— Start Records to use —

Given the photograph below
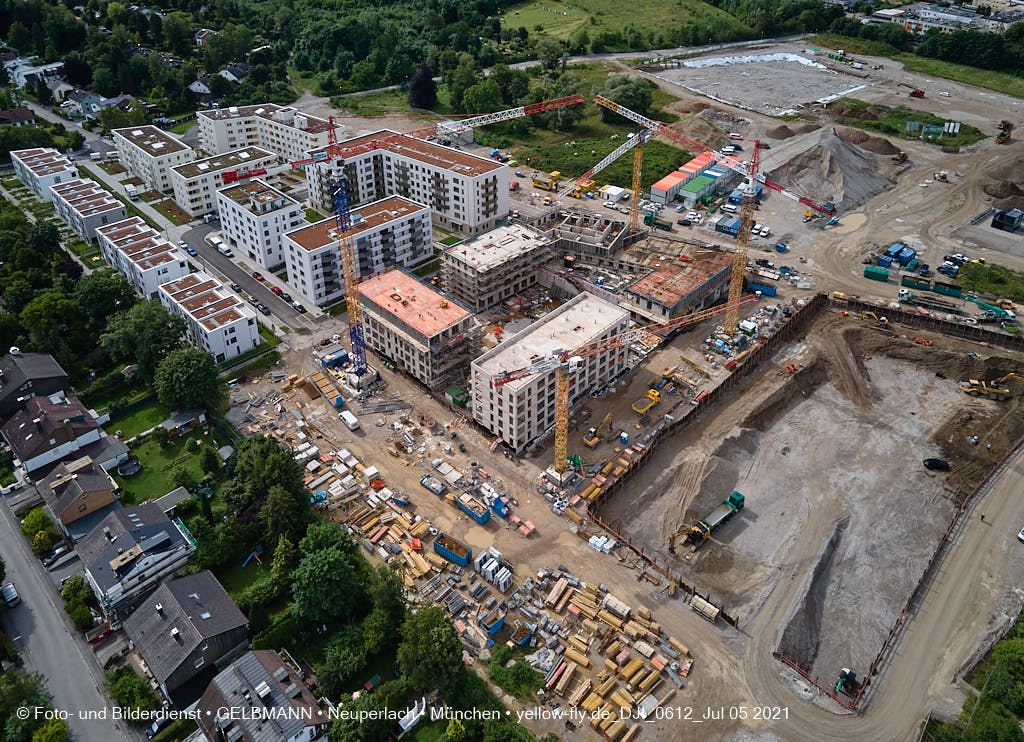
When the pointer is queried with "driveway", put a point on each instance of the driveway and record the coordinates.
(44, 638)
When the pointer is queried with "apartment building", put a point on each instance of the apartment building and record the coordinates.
(42, 168)
(494, 266)
(253, 218)
(467, 193)
(196, 183)
(522, 412)
(148, 154)
(419, 329)
(284, 130)
(86, 206)
(141, 254)
(390, 231)
(218, 320)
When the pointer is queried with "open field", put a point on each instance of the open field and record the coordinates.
(560, 19)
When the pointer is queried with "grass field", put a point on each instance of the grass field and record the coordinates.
(893, 122)
(997, 81)
(560, 19)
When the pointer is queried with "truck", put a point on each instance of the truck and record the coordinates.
(433, 484)
(453, 550)
(701, 530)
(655, 222)
(643, 405)
(473, 508)
(876, 273)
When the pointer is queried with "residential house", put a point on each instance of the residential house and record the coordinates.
(76, 489)
(260, 677)
(24, 376)
(184, 627)
(132, 551)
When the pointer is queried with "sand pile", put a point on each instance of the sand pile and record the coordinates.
(823, 166)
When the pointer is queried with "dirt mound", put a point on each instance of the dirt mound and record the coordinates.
(780, 132)
(824, 166)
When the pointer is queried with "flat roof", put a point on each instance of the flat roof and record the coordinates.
(256, 191)
(86, 197)
(139, 243)
(415, 303)
(152, 140)
(497, 246)
(428, 153)
(43, 161)
(270, 112)
(671, 282)
(206, 300)
(227, 161)
(373, 215)
(580, 320)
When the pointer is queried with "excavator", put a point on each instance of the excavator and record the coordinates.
(1010, 386)
(593, 436)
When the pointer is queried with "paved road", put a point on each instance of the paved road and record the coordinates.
(43, 636)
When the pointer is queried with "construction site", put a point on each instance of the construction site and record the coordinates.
(688, 464)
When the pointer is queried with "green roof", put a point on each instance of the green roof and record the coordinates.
(698, 183)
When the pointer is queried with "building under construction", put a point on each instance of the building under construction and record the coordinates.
(495, 266)
(420, 330)
(522, 411)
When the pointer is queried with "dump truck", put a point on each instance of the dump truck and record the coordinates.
(643, 405)
(701, 530)
(1000, 389)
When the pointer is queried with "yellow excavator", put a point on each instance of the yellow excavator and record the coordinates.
(1008, 387)
(593, 436)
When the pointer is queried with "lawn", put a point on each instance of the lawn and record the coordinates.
(892, 120)
(156, 478)
(998, 81)
(560, 19)
(140, 420)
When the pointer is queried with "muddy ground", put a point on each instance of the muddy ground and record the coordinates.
(840, 444)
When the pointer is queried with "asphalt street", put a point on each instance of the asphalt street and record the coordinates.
(47, 643)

— End Records to use —

• _Instructions for the task_:
Reproduce the lines word for word, starting at the one holding "pile and record the coordinates." and ending at the final line of the material above.

• _Correct response_:
When the pointer is queried with "sand pile", put a point on each instance of the sand pile and record the coordinates.
(823, 166)
When the pointer is queried with "dirt mound", put a point on each instance of the dirt mound and record the coordinates.
(780, 132)
(824, 166)
When the pointer is queried with "flat roof", put a point on each instance of the flat roof and record the coordinates.
(256, 191)
(86, 197)
(139, 243)
(415, 303)
(152, 140)
(497, 246)
(428, 153)
(43, 161)
(270, 112)
(671, 282)
(206, 300)
(227, 161)
(373, 215)
(580, 320)
When the pointer is queried with "excavator", put a point on each instance of the excavator and record the coordinates.
(1010, 386)
(593, 436)
When the pointer is queried with "paved road", put a point on each instance of the paved road and record the coordinates.
(43, 636)
When the pointer is queried with "construction site", put a point on each instance of the construction site and record the coordinates.
(688, 464)
When the pointer is queried with "green roof", put a point on each instance of the green roof and record the coordinates.
(698, 183)
When the pointer is queried with "building under construction", put a point on each instance of the building under construction and record the coordinates.
(495, 266)
(420, 330)
(522, 411)
When the pointer is queried with "dump truck", put a point on each instance of the dump truck and record the coordinates.
(643, 405)
(701, 530)
(1000, 389)
When the pointer is queried with "yellow excavator", put a point on each instance of the yellow excavator and record the coordinates.
(1008, 387)
(593, 436)
When the pointer is queried with "lawn", put a point on each instance of the lawn and record the coordinates.
(892, 120)
(156, 478)
(998, 81)
(560, 19)
(140, 420)
When the pointer is queried with "muddy ground", put a point on each instance of the muddy ground and record the coordinates.
(840, 444)
When the pointer is queried with "asphalt street", put a point on each instance of the asphalt street and record the coordinates.
(47, 643)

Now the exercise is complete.